Exercise prompt => Please render the part of the entries that opens with the line containing "For every instance of the dark" and runs through the end of the entries as a JSON list of strings, one string per line, leaving out any blank lines.

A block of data
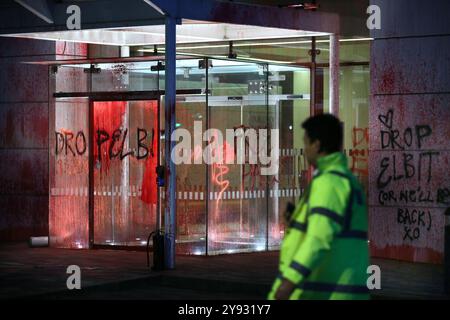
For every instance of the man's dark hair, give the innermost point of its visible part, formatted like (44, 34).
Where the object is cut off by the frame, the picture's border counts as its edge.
(327, 129)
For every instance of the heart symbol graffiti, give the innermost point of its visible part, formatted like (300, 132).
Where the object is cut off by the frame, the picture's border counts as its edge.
(387, 119)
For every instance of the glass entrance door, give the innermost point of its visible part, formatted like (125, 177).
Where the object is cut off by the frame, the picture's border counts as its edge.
(125, 155)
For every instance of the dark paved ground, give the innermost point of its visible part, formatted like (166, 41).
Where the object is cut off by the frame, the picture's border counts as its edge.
(40, 273)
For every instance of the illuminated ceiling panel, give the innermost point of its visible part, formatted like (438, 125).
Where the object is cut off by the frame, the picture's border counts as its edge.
(189, 32)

Full output =>
[
  "For every instance of the dark paved ground, give the innermost point of its visible part, formatted like (166, 41).",
  "Where the object is cut off by the frame, the picture's border counts as its edge.",
  "(40, 273)",
  "For every instance of the illuminated ceiling panel, give the innermost point of its visible part, formatted like (438, 125).",
  "Where the object is cut off by the frame, the picture's border counts as its edge.",
  "(189, 32)"
]